[What you need to do]: In the copy, keep every record exact and leave out all images.

[Input rows]:
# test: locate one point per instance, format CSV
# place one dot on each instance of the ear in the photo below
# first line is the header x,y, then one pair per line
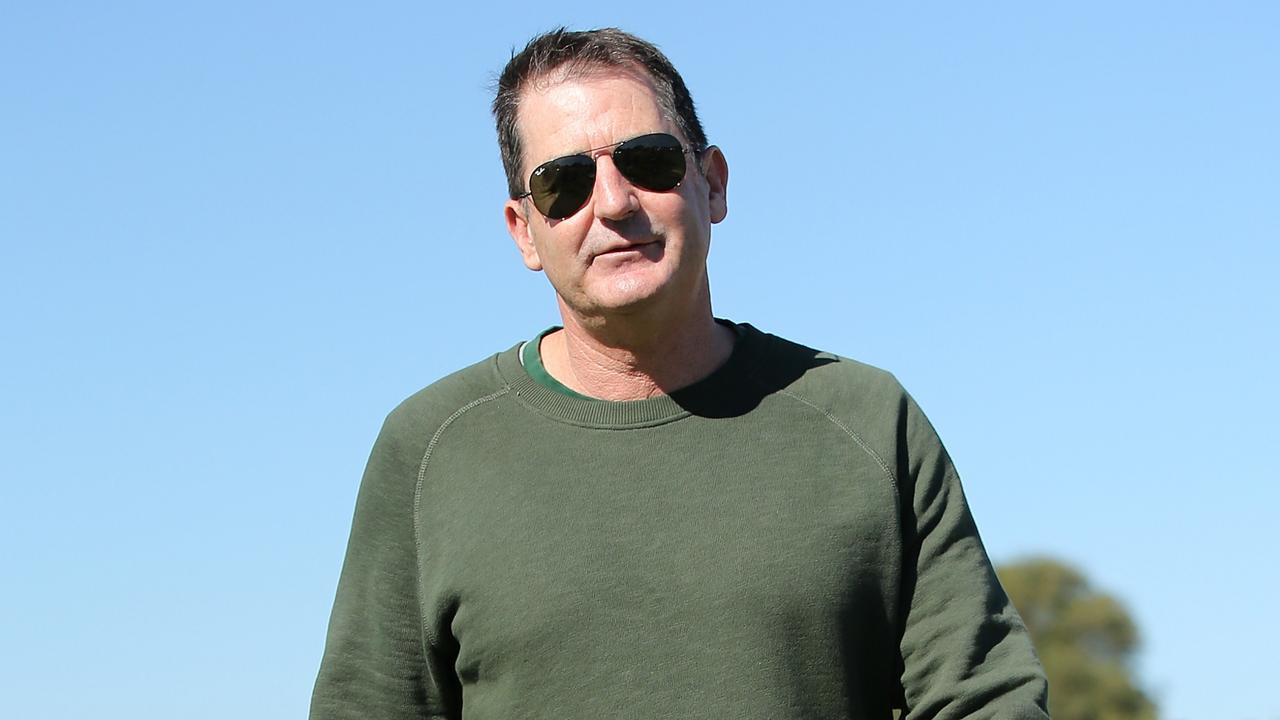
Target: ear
x,y
517,224
716,171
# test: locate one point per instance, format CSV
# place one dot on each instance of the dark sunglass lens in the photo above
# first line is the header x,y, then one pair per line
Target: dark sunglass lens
x,y
562,186
653,162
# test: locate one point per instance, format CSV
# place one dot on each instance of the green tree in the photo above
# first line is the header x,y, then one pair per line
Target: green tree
x,y
1084,638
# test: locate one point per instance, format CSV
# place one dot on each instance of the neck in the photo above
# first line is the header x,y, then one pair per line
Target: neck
x,y
635,358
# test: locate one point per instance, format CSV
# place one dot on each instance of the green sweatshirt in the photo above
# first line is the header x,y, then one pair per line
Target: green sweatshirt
x,y
784,540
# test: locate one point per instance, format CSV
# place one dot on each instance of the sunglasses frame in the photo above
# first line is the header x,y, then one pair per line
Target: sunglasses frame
x,y
593,156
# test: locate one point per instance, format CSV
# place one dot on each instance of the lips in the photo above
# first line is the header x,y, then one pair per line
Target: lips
x,y
625,247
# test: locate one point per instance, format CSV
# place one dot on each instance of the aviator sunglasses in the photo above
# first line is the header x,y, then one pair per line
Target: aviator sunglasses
x,y
562,186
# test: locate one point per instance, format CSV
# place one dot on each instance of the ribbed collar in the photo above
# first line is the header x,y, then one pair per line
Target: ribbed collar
x,y
725,392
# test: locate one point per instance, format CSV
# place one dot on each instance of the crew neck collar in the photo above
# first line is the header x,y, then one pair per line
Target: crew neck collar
x,y
717,395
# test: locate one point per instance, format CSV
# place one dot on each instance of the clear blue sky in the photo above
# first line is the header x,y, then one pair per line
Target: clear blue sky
x,y
234,235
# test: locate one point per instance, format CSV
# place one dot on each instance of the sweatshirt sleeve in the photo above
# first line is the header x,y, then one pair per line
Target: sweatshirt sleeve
x,y
374,665
965,652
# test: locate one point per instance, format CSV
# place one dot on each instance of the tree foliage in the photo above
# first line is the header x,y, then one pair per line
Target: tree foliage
x,y
1084,638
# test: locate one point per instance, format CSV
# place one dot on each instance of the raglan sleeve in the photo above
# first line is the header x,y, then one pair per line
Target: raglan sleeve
x,y
965,654
376,664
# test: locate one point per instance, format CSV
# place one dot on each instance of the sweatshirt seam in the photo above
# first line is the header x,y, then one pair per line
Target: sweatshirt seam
x,y
417,500
853,434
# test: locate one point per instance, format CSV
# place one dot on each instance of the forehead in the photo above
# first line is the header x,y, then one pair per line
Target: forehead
x,y
567,113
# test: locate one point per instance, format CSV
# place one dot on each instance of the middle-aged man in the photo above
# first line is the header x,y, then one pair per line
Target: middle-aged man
x,y
650,511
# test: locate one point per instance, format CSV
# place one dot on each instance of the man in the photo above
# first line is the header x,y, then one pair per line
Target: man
x,y
652,513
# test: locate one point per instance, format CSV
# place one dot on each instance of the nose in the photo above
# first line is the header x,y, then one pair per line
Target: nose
x,y
613,197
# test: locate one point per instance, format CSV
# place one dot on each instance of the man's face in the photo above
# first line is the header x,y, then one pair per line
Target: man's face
x,y
627,247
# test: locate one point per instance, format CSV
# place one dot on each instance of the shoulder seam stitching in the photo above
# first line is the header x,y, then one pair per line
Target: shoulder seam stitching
x,y
417,492
851,433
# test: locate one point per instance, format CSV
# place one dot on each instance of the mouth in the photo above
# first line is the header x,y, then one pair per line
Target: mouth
x,y
647,246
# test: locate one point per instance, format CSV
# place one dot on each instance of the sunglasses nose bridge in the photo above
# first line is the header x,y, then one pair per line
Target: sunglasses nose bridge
x,y
613,195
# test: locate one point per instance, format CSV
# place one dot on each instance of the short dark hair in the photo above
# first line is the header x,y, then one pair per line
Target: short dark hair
x,y
583,51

[Exercise output]:
# test: locate one point per instance, format CSV
# place one dot on each instance of the ear in the photo below
# first line is the header x,y, then one pair per line
Target: ear
x,y
517,224
716,171
# test: locate one point per instance, format CSV
# place one dot on each instance of the dark sunglass lens in the photo above
# first line is the header x,y, then one pair per line
Target: dark sunglass lens
x,y
562,186
653,162
# test: locate one point per instance, format CSV
# place one dot on each instance of the green tree in the photo above
# first line is the header x,y, then one pair per line
Target: green tree
x,y
1084,638
# test: locate one point per instance, format CSV
# place one dot on each instance of the neck in the photo above
# first line is the header x,y, then one pair per line
Target: neck
x,y
635,358
# test: locate one point per instance, format CSV
# place one dot on each instance of the green sweatshirt in the photo above
# first line is the header x,y, then one pair per line
Target: green sweatshirt
x,y
784,540
# test: locate one point per instance, format CSV
# place one dot on each instance of the sunglasses frame in the photo above
# first line is the header x,y, then one pair per line
Target: sunglasses frame
x,y
593,156
# test: locate one point per instance, format CSV
# place one dot on each instance of the lips in the photo above
# first line is the header x,y, then one pair per line
Target: lips
x,y
625,247
# test: locate one point per instance, format CSV
# place one dot on each instance of the aviator sunglasses in the photo above
# first line is the header x,y, then one pair per line
Target: aviator sunglasses
x,y
562,186
# test: locate one point per instance, format CSV
# place one dot on each instance of the ribbed collar in the photo above
# first line is the header x,y, then one pair per line
Target: ribbed collar
x,y
725,392
# test: locate one point per instance, format CSV
# place one dot on each instance of the crew neck collar in the photo above
# first line is the header x,y, then one pair per line
Target: crew neck collar
x,y
717,395
# test: locate one point per instance, format CSV
# place one dot on each instance of the clear blue sky in the photo above
# first line is the header x,y, then one pair per line
Target: clear blue sky
x,y
234,235
# test: locate one point per instance, format CSV
# place one dot on each instance of the sweatshirt sleeve in the photo above
# first line is the header x,y, then one pair per line
Target: sweatshirt sleeve
x,y
374,665
965,652
# test: locate one point per instance, format CSV
# place one dot on each instance of the tree foliage in the photo above
# first line is the header x,y, then one pair per line
Target: tree foliage
x,y
1084,638
# test: locate one point per instance, format CSV
# place one dot on each instance of the raglan sleeve in the photo above
# first line is the header x,y, then one pair per line
Target: raglan sleeve
x,y
965,654
376,664
# test: locate one point per instance, format CSV
# place one dot on each instance of the sweatshirt seam in the photo above
# first line is the header x,y, then one pair per line
Target: sweatshirt seam
x,y
417,500
853,434
# test: locate one point per instance, format CSV
# place one dot on each instance of the forehead in the photo above
# first line is the header x,y, then one pair per line
Target: forehead
x,y
567,113
# test: locate one point per instance, format CSV
# place one dot on each instance of the middle-aged man in the photo above
# first line is the header x,y, then one pair per line
Target: middle-aged man
x,y
650,511
# test: locate one point per instance, format CSV
# place one dot on each instance of the man in the photo above
# first line is the header x,y, then one pair per line
Target: man
x,y
652,513
# test: locate one point per instance, format CSV
# place one dot on each instance of the nose in the photo above
# first line is the header x,y, then one pair per line
Target: nose
x,y
613,197
# test: locate one point per instance, format CSV
# place one dot on each instance of the man's face in the photo above
# first line is the header x,y, then one pair per line
Target: man's face
x,y
627,247
# test: locate one point per instance, format CSV
# place one dot on each instance of the shoulder seam stitching in the photo above
# first line is the header x,y, then one pair per line
Target: shoulder seam stitching
x,y
417,492
851,433
# test: locate one point per instance, format CSV
# place one dot on each instance of the mouth in the photo above
# first line is the header x,y, then one pair per line
Target: mouth
x,y
647,246
# test: locate one point per instance, format CSV
# place one dot on each instance of the sunglasses nose bridge in the photo above
# first line is the header x,y, then one pair per line
Target: sunglasses nose bridge
x,y
613,195
# test: locate one point per instance, format CSV
# place one dot on each instance of the short dark hair in the photo above
# first line is the header x,y, then one pair per line
Target: short dark hair
x,y
583,51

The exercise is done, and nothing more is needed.